- _Task directions_
Go through the material and copy each line in which the word "traditional" shows up.

—————

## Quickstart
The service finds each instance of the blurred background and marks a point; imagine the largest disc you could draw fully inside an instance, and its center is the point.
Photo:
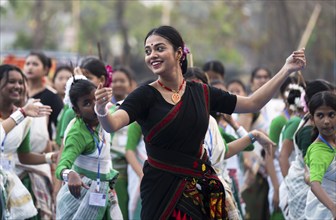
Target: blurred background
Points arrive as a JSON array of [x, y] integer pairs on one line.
[[241, 34]]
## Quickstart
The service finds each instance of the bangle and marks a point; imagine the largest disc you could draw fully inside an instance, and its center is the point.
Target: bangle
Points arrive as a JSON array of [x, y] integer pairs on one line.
[[17, 116], [48, 157], [241, 131], [100, 115], [23, 112], [252, 137], [65, 174]]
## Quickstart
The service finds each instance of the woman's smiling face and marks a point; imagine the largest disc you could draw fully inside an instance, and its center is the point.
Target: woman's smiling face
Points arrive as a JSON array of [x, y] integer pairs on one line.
[[13, 88], [160, 55]]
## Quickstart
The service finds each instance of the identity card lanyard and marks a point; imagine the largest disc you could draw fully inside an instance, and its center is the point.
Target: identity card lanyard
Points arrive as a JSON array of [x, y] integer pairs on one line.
[[2, 149], [326, 142], [99, 145]]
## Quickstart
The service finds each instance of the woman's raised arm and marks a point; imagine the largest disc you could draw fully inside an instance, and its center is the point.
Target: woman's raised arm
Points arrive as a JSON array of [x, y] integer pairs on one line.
[[110, 122], [295, 62]]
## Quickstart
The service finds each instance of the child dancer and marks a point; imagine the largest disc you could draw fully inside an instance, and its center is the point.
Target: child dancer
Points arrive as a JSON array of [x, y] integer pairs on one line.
[[321, 158], [85, 163]]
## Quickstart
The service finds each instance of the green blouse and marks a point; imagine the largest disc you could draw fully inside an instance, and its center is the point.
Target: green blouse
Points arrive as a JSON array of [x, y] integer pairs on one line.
[[78, 141], [276, 127], [134, 135], [318, 158]]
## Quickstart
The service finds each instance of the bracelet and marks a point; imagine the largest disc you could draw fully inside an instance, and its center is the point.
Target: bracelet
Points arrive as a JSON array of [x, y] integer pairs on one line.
[[241, 131], [100, 115], [48, 157], [252, 137], [17, 116], [22, 111], [65, 174]]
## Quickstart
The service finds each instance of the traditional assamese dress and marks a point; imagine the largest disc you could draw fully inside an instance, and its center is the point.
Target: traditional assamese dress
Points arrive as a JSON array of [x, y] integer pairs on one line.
[[293, 189], [321, 160], [37, 178], [16, 200], [178, 177], [216, 149], [82, 155], [136, 144]]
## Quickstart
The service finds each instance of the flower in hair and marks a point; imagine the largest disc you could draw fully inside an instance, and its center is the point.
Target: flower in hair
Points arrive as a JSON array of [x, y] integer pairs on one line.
[[303, 102], [109, 71], [185, 52]]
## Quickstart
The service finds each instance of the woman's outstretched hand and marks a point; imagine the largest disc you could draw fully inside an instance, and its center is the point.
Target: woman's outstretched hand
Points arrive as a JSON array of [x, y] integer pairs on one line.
[[296, 61], [103, 96], [35, 109], [264, 141]]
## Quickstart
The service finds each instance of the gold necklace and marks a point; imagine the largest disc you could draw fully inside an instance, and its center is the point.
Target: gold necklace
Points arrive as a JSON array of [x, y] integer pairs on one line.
[[175, 96]]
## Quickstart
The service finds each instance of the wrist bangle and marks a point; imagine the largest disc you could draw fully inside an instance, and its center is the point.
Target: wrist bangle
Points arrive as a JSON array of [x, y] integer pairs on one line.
[[23, 112], [252, 137], [65, 174], [17, 116], [100, 115], [48, 157], [241, 131]]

—————

- _Result of this exercise_
The service finds each instance of the traditional assamese dress and marks a point; imagine the largest disc you could draw fully inside an instance, and its center is the point.
Target: traditional assamese dress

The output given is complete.